╭─ Bloc de texte
Pr. Isabelle Berry

Académie des arts, lettres et sciences de Languedoc. Fauteuil n° 22.

 

Présentation par M. le Pr. Gui Portal.

Chère Madame Berry, cher professeur, votre arrivée parmi nous, où vous allez occuper le fauteuil 22, va apporter un souffle de jeunesse que notre académie n’avait pas connu depuis fort longtemps.
C’est en effet dans la deuxième moitié du siècle dernier que vous avez vu le jour dans le 8ème arrondissement de Paris, sous le prénom d’Isabelle.
Vous aviez déjà en vous une fibre scientifique naissante puisque votre mère était Docteur es Sciences
C’était donc « écrit dans le ciel » que vous épouseriez un professeur en neurologie et que vous partageriez tous deux la responsabilité d’une famille de trois enfants et les charges de vos professions parallèles.
C’est en décembre  2003, dans cette même salle, lors de la remise de la médaille Marie Curie à l’une de vos élèves, laure Santoro, pour laquelle je vous avais conviée, que je vous ai redécouverte, puisque vous aviez suivi les cours du DEA de Physique radiologique en 1984 à l’Université Paul Sabatier auxquels j’étais convié tous les ans pour quelques cours.
Vous veniez de prendre en 2002 la succession du professeur J.P. Morucci à la direction du Master 2ème année de Radiophysique et d’Imagerie médicales ; ce fut pour moi une très agréable surprise.
Vous avez fait un parcours  universitaire et professionnel prestigieux.
Que chacun en juge sans vouloir donner trop de détails.
╰─
╭─ Données
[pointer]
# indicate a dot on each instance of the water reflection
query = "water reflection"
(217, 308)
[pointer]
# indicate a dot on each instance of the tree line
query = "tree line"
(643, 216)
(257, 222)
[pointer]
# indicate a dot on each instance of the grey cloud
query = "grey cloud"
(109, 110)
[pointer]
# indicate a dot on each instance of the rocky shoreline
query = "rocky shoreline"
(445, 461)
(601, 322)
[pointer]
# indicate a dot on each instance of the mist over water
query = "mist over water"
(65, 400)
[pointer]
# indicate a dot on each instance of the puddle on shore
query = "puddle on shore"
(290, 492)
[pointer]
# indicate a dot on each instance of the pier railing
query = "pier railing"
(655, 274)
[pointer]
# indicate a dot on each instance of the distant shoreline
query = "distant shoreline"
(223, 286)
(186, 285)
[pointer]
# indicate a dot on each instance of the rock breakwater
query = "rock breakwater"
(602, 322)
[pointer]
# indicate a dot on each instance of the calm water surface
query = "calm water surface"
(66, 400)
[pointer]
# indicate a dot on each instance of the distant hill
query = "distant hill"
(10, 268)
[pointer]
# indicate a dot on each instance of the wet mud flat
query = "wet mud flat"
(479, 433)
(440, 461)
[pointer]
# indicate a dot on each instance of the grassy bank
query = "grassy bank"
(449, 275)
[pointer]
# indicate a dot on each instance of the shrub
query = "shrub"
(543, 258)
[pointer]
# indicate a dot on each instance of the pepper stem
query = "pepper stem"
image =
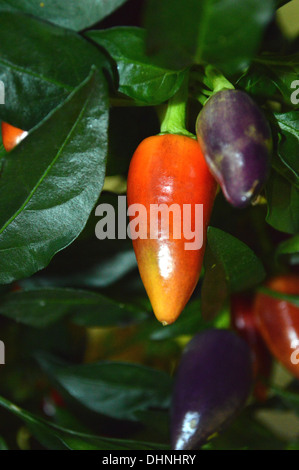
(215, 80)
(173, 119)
╰─
╭─ Données
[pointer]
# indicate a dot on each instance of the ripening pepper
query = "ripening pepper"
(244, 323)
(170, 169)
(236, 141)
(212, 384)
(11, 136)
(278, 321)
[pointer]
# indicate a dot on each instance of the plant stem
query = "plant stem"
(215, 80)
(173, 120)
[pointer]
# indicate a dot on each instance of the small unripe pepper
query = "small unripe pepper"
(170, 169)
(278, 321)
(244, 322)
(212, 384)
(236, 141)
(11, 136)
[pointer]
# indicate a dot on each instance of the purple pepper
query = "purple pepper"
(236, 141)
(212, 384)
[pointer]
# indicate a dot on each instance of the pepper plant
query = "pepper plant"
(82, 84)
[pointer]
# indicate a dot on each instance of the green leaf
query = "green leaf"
╰─
╭─ Données
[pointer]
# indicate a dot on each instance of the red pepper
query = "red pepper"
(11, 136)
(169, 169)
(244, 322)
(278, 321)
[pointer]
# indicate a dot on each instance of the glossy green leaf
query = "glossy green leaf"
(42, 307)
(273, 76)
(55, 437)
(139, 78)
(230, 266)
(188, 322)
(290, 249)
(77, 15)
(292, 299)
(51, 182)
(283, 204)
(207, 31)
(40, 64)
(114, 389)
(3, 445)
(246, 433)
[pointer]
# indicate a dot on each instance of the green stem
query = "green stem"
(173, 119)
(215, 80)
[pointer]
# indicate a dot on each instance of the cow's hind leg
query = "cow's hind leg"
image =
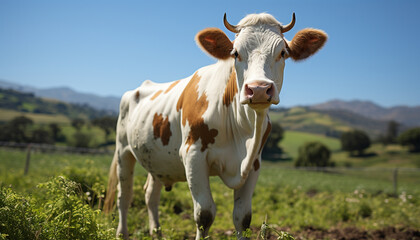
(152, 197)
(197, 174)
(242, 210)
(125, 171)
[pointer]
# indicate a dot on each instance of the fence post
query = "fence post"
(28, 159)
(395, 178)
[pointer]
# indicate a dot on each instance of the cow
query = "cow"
╰─
— Exercices —
**a.** Relevez toutes les années mentionnées dans le discours de présentation d'Isabelle Berry.
**b.** D'après le discours de présentation d'Isabelle Berry, quelle médaille a été remise en décembre 2003 à l'une de ses élèves ?
**c.** Poursuivez le discours de présentation d'Isabelle Berry à partir de sa dernière phrase.
Les lignes constituent un matériau distinct du discours de présentation.

— Corrigés —
**a.** 1984, 2002, 2003

**b.** La médaille Marie Curie.

**c.**
Résumons tout d’abord vos études universitaires, depuis vos études de médecine, combinées avec votre maîtrise de Biophysique en 1982, en passant par le Diplôme d’Etudes Approfondies de physique Radiologique, le CES de Radiologie et celui de Médecine nucléaire, le doctorat en médecine et le doctorat de l’Université Paul Sabatier jusqu’à l’Habilitation à diriger des recherches en 1994.
Votre carrière s’est déroulée avec la même passion de la réussite. L’ancienne interne des hôpitaux du CHU de Toulouse en 1982, après avoir assumé la charge de chef de clinique et de maître de conférences,  est aujourd’hui Professeur de Biophysique et médecine nucléaire.
Vous êtes responsable à ce titre :
. du service de médecine nucléaire du CHU Toulouse-Rangueil où travaillent 4 médecins nucléaires, 2 cardiologues et 30 agents hospitaliers;
. d’une unité de radiochirurgie stéréotaxique que vous gérez en collaboration avec le Pr Yves Lazorthes, neurochirurgien;
. du conseil scientifique et de la discipline de Biophysique pour la Faculté de Médecine Toulouse-Rangueil où vous organisez plus de 1000 heures de cours annuels avec une équipe de 11 permanents pour 1500 étudiants en médecine;
. du Master 2ème année de Radiophysique et Imagerie médicales depuis 2002 prenant la suite du Pr Morucci qui recevra durant cette cession, des mains de notre présidente, madame Simone Tauziède et de vous même, le Prix Pasteur;
. de recherches en neuro-imagerie fonctionnelle à l’Unité U455 de l’INSERM.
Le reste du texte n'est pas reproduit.